=== Set problem ===
Please write out the entries below again, editing each "coordinates" to read "vertex positions" and keeping everything else the same.

Extracted data entries:
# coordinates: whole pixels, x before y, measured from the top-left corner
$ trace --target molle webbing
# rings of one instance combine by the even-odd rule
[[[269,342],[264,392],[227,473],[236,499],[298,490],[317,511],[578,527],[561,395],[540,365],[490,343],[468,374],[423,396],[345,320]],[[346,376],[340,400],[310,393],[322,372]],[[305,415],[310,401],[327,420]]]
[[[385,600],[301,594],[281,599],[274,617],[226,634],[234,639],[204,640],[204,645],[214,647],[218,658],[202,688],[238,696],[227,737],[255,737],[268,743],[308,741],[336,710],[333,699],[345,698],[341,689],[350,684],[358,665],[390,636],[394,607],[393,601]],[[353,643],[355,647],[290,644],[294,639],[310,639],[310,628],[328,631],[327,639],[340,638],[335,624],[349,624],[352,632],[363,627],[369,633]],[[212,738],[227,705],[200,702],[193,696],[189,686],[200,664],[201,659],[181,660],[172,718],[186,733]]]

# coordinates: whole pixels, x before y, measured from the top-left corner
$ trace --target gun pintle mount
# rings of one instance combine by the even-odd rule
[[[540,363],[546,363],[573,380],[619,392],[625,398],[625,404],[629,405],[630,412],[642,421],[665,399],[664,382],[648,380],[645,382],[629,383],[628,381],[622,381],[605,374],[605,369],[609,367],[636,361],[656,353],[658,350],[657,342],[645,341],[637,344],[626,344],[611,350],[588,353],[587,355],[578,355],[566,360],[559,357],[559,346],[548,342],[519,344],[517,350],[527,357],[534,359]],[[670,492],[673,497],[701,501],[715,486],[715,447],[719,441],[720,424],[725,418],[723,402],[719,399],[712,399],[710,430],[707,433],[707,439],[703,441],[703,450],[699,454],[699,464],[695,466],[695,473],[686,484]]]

=== Complete response ===
# vertex positions: whole pixels, x before y, measured from the top-left corner
$ trace --target molle webbing
# rings of one instance combine by the even-odd rule
[[[269,342],[264,392],[227,473],[236,499],[298,490],[317,511],[578,527],[561,395],[540,365],[490,343],[468,374],[423,396],[345,320]],[[346,376],[340,400],[310,393],[322,372]],[[305,415],[310,401],[327,420]]]
[[[385,600],[301,594],[281,599],[274,617],[226,634],[234,639],[204,640],[204,645],[214,647],[218,658],[202,688],[238,696],[227,737],[255,737],[268,743],[308,741],[336,710],[333,699],[345,698],[341,689],[350,684],[358,665],[390,636],[394,607],[393,601]],[[353,643],[355,647],[290,644],[294,639],[310,639],[310,628],[328,631],[327,639],[340,638],[335,624],[349,624],[352,632],[363,627],[369,633]],[[212,738],[227,705],[200,702],[193,696],[189,686],[200,664],[201,659],[181,660],[172,718],[186,733]]]

# vertex positions: whole pixels, x before y, measured from the top-left corner
$ trace --target gun pintle mount
# rings of one instance combine by the even-odd rule
[[[540,363],[546,363],[573,380],[619,392],[625,398],[625,404],[629,405],[630,412],[642,421],[665,399],[664,382],[648,380],[645,382],[629,383],[628,381],[622,381],[605,374],[605,369],[609,367],[636,361],[656,353],[658,350],[657,342],[645,341],[637,344],[626,344],[611,350],[588,353],[587,355],[578,355],[566,360],[559,357],[559,346],[548,342],[519,344],[517,350],[527,357],[534,359]],[[670,492],[673,497],[701,501],[715,486],[715,447],[719,441],[720,424],[725,418],[723,402],[719,399],[712,399],[710,430],[707,433],[707,439],[703,441],[703,450],[699,454],[699,464],[695,466],[695,473],[686,484]]]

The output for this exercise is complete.